Objective A: Transcribe, without alteration, the part of the passage on winter cooking that opens with the words containing "February, on the" and closes with "way we’re feeling.".
Objective B: According to the passage on winter cooking, why does the writer favor cooking cabbage at home? Answer in one to three sentences.
Objective C: Supply the next part of the passage on winter cooking, beginning after its final sentence.

Text shown:
══════════════════════════════
These waning weeks of winter always feel like scraping the bottom of, well, a number of barrels. I’ve been wearing the same three outfits that manage to be warm, sort of interesting, and free of waistbands. The pantry and downstairs freezer1 are more or less cleaned out. The vibrancy of winter produce feels like it belongs in January with the freshness and the momentum and the resolutions.
February, on the other hand, feels like the real end of a year. We’re tired of winter, winter is tired of itself. Everything, including us, is washed-out. It seems right to make food that looks the way we’re feeling.
I’ve grown tired of photogenic food. I’m ready for ugly food.
Maybe for this reason, cabbage has always been one of my favorite vegetables to cook at home. Is it because, once cooked, it takes on a pale green, almost watery color that matches my tired February spirit instead of mocking me like the eye-welling brightness of, say, a bright squash or a carrot salad? Yeah, probably. It’s the sweatpants of vegetables.
══════════════════════════════
Records:
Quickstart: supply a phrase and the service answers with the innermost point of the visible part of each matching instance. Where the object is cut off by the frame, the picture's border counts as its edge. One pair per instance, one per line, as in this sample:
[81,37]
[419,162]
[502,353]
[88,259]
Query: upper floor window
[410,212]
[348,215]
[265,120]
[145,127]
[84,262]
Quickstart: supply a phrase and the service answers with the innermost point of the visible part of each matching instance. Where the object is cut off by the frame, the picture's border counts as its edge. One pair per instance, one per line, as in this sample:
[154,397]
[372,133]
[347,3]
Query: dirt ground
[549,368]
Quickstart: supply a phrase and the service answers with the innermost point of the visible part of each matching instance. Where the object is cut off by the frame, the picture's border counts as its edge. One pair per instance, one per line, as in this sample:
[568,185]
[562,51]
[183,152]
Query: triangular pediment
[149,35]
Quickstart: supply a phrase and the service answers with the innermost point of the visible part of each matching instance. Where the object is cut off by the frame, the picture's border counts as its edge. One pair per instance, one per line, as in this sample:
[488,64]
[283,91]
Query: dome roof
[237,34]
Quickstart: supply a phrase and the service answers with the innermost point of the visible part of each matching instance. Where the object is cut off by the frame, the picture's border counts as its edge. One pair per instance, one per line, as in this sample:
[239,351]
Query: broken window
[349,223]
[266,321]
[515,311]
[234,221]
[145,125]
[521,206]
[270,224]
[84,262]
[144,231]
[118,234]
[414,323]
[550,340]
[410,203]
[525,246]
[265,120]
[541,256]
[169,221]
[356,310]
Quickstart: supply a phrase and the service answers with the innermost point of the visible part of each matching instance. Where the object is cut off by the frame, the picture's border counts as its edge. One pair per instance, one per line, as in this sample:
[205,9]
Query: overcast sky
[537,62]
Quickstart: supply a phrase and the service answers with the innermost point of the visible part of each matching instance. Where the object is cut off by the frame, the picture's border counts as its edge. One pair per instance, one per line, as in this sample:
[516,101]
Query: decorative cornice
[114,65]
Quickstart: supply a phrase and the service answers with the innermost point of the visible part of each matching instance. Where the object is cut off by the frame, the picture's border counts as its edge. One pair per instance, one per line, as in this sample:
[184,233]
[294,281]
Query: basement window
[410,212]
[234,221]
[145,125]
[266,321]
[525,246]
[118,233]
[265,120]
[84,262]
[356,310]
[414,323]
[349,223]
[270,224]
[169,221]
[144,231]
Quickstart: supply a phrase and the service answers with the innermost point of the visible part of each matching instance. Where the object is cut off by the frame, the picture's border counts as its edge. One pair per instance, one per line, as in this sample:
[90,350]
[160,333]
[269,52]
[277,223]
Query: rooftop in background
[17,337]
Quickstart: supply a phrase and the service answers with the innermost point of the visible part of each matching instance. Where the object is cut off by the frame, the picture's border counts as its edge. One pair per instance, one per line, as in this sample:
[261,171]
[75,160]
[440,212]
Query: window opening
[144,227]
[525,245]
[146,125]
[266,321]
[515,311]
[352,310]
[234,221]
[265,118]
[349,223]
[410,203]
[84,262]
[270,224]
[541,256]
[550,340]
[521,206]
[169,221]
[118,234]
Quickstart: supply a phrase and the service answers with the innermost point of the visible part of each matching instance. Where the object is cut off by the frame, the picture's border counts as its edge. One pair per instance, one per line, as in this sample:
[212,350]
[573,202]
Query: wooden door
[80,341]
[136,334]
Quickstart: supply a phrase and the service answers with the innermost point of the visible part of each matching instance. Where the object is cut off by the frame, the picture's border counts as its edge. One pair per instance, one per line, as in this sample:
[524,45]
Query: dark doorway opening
══════════════════════════════
Written reply A:
February, on the other hand, feels like the real end of a year. We’re tired of winter, winter is tired of itself. Everything, including us, is washed-out. It seems right to make food that looks the way we’re feeling.

Written reply B: Once cooked, cabbage takes on a pale, almost watery green that matches the writer's tired February spirit. Brighter foods such as squash or a carrot salad seem to mock that mood. The writer calls cabbage "the sweatpants of vegetables."

Written reply C:
Humble, versatile, and cheap, cabbage also goes the distance in the produce drawer, lasting for weeks (even months!). And they tend to be enormous, which, under the wrong circumstances, can make the vegetable feel like an imposition, a guest overstaying her welcome. You needed a little slaw for tacos two weeks ago and you’re still sitting on 3/4 of a cabbage the size of your head. And unlike some things in the produce drawer, it doesn’t have the decency to turn brown or go mushy quickly and get out of your life. It stares at you for weeks, staying crisp and hardy out of what feels like sheer spite.
So you can stay mad or you can make like 4 more meals out of it.
We’re gonna treat this cabbage series as if you’ve got a real bruiser bowling ball of a cabbage in the drawer and it’s time to use it up.
Today we’re starting with arguably the easiest preparation, requiring zero fancy knife work and only a passing interest in details like cooking times. You can make as much or as little cabbage as you like here, depending on whether it’s a Secret Lunch or a family dinner, but make the full batch of bagna cauda and store whatever’s left in the fridge.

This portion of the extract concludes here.